OBJECTIVE
Copy every one of the rows below without changing a single character.

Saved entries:
::::

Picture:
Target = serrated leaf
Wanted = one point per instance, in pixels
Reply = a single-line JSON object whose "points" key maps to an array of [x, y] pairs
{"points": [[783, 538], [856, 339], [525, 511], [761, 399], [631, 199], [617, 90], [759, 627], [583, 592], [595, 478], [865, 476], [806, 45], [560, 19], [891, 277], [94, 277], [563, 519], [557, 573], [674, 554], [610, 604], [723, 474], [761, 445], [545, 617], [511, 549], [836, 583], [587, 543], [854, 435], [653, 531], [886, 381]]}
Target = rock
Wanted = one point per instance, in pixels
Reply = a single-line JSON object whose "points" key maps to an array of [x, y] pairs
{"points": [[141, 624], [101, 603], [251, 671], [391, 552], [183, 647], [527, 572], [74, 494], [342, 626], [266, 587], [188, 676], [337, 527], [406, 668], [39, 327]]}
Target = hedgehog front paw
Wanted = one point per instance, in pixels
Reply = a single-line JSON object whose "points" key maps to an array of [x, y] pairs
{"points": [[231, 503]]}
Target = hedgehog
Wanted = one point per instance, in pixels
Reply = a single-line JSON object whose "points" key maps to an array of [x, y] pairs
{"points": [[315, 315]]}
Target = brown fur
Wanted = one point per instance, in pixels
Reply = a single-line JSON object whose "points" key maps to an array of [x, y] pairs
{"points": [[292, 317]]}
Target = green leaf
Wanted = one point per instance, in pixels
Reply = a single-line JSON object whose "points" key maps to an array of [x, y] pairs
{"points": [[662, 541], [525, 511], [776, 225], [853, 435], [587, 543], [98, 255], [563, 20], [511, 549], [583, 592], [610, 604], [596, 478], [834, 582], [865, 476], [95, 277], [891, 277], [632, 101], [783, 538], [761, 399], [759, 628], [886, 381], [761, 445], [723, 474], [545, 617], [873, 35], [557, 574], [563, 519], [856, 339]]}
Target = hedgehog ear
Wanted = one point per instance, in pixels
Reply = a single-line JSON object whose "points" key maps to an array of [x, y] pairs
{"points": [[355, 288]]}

::::

THE COMPLETED TASK
Picture:
Target = serrated leaf
Wanted = one point per instance, in pixels
Reply = a single-line JSON object whose "points" key maps to an array of [x, y] pairs
{"points": [[783, 538], [856, 339], [525, 511], [761, 399], [631, 199], [617, 90], [759, 627], [583, 592], [595, 478], [865, 476], [806, 45], [560, 19], [891, 277], [94, 277], [563, 519], [557, 573], [674, 554], [610, 604], [723, 474], [761, 445], [545, 617], [511, 549], [836, 583], [587, 543], [854, 435], [653, 531], [886, 381]]}
Target = rock
Wanted = one point per instance, in pixels
Reply = a single-line JSON object whose "points" key maps to an array of [x, y] pairs
{"points": [[141, 624], [101, 603], [251, 671], [391, 552], [183, 647], [527, 572], [74, 494], [342, 626], [266, 587], [188, 676], [337, 527], [406, 668], [39, 327]]}
Target = hedgehog front paw
Wanted = one point per instance, in pixels
Reply = a single-line JSON object whose "points" key maps to an array of [x, y] pairs
{"points": [[231, 503]]}
Target = hedgehog
Wanted = one point per instance, in pixels
Reply = a single-line JSON object whose "points" key maps to an array of [x, y] pairs
{"points": [[315, 315]]}
Target = brown fur
Wanted = one point per instance, in pixels
Reply = a single-line JSON object whose "points" key maps to an array of [x, y] pairs
{"points": [[292, 317]]}
Target = green leaf
Wanted = one point per instance, in pixels
Reply = a single-line JSON object whose "points" key maps to an array of [x, y] pairs
{"points": [[662, 541], [525, 511], [776, 225], [853, 435], [587, 543], [98, 255], [563, 20], [511, 549], [583, 592], [610, 604], [596, 478], [834, 582], [865, 476], [95, 277], [891, 277], [632, 101], [783, 538], [761, 399], [759, 628], [886, 381], [761, 445], [723, 474], [545, 617], [873, 35], [557, 574], [563, 519], [856, 339]]}
Target = hedgehog ear
Wanted = one point per instance, in pixels
Reply = a single-line JSON object whose "points" key maps to an array of [x, y] pairs
{"points": [[355, 288]]}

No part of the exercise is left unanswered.